▶ [Work item]: Search the listing below for the string "finial" and show each line that contains it.

▶ [Material for the task]:

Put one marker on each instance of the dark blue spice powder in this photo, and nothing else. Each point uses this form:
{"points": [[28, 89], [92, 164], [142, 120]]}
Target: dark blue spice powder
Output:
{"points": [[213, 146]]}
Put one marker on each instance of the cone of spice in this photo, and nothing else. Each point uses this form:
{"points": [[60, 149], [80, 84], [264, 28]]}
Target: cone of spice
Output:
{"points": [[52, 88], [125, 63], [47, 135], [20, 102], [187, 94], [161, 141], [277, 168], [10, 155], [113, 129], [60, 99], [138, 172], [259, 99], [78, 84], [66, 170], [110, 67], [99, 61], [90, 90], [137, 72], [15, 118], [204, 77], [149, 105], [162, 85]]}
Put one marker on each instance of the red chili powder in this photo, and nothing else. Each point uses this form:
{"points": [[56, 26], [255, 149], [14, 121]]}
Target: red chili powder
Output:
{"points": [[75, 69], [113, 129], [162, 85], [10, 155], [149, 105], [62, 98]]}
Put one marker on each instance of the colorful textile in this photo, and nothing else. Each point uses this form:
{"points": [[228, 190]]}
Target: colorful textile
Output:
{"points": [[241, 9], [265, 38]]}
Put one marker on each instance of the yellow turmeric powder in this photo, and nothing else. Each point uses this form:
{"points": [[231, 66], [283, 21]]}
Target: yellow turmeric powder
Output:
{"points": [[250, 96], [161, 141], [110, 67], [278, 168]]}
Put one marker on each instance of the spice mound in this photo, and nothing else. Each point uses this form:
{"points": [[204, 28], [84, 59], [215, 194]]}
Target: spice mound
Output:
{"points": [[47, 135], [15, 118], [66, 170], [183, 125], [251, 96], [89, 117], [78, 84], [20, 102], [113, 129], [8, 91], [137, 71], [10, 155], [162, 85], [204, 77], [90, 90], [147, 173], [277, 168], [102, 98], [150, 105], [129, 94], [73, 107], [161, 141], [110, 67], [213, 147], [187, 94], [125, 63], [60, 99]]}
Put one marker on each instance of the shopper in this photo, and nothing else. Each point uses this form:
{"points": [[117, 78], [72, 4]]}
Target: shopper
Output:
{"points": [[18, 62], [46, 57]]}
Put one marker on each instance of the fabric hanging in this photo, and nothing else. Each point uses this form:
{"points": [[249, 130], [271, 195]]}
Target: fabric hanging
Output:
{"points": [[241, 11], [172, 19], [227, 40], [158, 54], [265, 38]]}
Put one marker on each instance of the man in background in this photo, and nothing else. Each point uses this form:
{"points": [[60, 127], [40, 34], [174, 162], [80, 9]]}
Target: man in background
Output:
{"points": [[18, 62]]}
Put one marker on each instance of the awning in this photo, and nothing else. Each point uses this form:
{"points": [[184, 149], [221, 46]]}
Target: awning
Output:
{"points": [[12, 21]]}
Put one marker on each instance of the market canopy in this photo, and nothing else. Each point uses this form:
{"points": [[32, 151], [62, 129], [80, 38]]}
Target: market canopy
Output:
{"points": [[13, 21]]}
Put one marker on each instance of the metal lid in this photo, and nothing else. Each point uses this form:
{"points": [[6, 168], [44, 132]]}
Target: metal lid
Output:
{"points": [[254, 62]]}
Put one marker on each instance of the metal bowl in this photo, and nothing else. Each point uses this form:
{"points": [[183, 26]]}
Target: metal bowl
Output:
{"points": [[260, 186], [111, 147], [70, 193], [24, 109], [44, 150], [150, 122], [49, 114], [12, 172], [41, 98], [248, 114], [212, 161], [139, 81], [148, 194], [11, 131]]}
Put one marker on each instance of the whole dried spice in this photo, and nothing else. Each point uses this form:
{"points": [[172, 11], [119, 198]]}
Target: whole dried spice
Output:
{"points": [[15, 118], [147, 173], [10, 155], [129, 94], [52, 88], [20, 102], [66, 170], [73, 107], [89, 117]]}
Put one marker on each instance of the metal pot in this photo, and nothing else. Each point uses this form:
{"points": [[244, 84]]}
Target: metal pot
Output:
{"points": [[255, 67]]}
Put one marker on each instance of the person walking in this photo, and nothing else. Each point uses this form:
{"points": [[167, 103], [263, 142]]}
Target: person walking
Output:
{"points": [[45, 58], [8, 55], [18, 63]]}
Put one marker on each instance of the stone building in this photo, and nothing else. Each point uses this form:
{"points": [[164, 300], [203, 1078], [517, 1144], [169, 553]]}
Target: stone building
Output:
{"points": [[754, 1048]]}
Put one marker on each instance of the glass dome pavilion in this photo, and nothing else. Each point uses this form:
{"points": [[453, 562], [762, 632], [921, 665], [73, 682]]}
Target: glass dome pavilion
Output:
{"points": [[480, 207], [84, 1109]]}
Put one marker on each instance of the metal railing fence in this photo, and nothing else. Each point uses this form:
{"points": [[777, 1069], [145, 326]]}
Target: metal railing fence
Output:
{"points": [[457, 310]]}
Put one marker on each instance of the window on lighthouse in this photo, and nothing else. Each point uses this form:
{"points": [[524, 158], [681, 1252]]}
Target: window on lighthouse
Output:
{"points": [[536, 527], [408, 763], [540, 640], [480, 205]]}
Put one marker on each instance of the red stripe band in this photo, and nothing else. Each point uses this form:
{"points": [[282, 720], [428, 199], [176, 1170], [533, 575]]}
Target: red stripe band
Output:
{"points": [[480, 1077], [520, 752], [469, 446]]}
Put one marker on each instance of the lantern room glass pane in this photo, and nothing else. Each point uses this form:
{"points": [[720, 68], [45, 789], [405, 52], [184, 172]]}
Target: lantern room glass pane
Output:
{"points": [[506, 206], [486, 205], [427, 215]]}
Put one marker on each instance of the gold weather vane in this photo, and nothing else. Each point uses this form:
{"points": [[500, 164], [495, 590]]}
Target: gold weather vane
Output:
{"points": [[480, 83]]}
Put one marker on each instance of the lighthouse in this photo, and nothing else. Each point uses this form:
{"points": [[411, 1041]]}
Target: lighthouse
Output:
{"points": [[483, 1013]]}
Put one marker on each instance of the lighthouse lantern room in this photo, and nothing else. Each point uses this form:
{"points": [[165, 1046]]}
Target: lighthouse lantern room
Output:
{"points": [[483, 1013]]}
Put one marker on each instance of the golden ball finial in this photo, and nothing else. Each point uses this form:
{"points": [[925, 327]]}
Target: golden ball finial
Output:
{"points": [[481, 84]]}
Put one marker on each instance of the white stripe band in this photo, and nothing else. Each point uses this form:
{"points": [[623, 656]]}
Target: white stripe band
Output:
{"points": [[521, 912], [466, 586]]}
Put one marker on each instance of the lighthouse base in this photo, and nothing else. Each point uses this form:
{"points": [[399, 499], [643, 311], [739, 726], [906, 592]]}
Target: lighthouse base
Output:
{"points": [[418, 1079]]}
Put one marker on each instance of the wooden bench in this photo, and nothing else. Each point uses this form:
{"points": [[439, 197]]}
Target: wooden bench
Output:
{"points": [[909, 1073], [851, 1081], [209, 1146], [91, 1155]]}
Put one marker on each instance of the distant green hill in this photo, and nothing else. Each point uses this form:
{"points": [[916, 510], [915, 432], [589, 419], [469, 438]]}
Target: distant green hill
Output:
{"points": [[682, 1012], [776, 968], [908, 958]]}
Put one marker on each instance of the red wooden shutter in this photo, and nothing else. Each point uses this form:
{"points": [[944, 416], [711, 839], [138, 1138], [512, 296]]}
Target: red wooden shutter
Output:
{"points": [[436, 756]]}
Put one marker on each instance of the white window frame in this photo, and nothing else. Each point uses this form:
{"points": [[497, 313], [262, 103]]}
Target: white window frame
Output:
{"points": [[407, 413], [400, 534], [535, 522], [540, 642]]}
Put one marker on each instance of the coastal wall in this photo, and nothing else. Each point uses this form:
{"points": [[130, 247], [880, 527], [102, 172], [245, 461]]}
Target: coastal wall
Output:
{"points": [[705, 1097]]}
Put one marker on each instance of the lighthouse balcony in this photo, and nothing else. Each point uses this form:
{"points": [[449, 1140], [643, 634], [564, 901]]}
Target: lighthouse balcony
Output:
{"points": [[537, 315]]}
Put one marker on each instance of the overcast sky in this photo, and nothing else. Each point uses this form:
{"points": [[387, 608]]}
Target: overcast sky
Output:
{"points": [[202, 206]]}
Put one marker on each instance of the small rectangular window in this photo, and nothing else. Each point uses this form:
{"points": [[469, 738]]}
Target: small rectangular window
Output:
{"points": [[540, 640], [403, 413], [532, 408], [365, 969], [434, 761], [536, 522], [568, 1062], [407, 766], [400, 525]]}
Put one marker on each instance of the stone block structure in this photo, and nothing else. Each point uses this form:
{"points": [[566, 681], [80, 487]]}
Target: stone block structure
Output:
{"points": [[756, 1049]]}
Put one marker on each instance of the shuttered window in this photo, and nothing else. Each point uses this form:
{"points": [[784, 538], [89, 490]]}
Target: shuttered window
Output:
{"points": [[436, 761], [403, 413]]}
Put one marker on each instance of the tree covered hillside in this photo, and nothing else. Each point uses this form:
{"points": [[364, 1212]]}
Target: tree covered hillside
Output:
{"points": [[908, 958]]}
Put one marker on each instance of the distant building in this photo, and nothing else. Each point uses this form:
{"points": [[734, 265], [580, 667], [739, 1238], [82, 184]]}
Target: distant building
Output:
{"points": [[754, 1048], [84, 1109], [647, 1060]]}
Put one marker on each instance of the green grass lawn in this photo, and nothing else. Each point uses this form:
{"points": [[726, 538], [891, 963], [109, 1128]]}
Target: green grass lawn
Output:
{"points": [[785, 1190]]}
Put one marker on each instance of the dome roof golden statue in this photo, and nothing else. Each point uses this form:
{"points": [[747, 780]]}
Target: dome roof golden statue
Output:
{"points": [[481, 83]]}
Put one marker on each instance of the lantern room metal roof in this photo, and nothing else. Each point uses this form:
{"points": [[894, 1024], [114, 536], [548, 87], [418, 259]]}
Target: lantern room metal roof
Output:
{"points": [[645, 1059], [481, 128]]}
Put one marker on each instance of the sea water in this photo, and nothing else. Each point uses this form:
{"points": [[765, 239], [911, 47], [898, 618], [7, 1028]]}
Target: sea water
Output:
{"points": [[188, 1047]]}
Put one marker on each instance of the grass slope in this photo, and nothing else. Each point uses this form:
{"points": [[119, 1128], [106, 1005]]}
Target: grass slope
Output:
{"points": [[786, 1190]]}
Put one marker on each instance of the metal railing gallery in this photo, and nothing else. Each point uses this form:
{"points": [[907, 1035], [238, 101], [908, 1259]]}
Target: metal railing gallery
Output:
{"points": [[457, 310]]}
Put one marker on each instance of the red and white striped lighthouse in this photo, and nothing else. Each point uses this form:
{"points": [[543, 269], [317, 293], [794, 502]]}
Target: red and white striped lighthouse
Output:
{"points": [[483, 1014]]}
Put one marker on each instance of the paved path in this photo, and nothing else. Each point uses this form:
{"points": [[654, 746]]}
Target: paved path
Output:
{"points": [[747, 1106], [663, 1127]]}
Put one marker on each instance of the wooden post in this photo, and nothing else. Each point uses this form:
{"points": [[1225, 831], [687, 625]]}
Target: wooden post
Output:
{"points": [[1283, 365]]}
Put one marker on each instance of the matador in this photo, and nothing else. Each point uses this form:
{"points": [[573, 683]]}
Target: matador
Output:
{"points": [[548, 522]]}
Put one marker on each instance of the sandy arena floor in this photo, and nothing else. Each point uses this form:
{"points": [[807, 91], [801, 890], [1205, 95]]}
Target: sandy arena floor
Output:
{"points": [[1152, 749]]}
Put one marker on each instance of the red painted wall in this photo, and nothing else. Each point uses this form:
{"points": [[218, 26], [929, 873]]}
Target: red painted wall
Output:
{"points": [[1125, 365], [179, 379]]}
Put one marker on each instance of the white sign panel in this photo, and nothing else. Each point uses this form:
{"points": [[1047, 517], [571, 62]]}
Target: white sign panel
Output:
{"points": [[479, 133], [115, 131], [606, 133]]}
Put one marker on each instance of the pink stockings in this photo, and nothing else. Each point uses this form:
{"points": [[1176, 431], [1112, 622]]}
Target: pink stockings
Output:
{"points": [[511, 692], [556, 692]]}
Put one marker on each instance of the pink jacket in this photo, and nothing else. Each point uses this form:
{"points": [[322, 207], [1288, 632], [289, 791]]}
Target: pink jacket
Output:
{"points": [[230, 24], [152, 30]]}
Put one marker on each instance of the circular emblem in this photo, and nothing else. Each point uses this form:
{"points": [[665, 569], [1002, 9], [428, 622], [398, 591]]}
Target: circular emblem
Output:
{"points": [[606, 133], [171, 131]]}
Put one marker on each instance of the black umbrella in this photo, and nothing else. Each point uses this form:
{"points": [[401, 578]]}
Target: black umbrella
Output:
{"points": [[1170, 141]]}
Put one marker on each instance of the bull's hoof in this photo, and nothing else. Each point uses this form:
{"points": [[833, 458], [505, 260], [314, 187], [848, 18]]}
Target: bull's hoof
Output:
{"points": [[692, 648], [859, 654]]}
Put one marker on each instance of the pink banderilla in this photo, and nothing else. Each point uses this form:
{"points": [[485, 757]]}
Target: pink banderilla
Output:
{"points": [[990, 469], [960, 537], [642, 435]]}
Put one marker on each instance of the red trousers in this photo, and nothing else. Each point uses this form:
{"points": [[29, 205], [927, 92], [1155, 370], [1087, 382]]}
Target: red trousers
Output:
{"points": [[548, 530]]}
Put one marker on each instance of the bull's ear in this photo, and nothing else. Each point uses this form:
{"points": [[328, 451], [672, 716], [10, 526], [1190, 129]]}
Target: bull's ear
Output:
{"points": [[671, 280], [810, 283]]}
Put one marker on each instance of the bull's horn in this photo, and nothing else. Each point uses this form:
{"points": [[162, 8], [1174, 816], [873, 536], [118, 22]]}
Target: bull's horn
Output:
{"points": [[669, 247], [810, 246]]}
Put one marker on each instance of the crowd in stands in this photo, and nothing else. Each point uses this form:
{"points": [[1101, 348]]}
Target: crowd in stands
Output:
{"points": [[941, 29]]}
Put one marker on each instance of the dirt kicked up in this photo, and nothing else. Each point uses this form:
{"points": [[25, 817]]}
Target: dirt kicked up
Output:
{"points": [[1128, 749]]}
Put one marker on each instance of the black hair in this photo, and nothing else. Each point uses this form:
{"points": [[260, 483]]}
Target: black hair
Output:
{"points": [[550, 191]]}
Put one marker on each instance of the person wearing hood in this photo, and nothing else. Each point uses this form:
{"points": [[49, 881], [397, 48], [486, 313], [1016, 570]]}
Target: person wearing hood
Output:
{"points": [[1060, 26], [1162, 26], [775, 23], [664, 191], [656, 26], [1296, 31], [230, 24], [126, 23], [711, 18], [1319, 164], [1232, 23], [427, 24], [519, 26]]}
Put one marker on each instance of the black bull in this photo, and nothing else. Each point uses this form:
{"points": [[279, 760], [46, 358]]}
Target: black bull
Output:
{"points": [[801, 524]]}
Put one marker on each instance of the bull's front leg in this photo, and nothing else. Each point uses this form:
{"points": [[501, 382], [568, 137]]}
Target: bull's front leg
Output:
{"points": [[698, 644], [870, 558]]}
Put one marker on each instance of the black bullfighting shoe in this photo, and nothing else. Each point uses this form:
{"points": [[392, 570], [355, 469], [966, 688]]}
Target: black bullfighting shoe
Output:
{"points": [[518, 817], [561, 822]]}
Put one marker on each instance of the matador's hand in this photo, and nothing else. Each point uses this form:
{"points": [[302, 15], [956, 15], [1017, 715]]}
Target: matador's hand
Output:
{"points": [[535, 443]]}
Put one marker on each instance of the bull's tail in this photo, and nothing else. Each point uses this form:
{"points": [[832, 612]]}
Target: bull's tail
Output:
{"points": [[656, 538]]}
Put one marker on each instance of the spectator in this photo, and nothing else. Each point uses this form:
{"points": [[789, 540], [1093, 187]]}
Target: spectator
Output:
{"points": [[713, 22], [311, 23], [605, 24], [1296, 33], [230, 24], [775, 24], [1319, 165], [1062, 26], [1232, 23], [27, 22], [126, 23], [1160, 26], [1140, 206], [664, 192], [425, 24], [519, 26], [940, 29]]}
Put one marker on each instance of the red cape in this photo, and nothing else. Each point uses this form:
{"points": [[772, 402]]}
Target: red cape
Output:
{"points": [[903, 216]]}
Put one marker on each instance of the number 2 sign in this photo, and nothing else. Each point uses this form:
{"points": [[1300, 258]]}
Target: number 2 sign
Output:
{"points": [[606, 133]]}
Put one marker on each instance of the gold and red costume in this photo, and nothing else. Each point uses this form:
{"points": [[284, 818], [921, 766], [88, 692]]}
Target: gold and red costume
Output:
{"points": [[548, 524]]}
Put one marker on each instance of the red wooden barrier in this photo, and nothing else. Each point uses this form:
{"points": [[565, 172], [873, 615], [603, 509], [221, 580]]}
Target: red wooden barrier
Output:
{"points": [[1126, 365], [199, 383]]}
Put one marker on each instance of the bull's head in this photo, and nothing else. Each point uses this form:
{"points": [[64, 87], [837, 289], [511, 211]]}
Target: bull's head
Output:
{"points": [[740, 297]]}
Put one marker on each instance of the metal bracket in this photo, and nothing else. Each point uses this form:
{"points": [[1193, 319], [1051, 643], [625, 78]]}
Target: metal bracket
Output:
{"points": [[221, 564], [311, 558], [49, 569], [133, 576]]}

▶ [Solution]:
Put one marker on each instance of the golden ball finial in this photo, and nothing else. Each point uses this form:
Target: golden ball finial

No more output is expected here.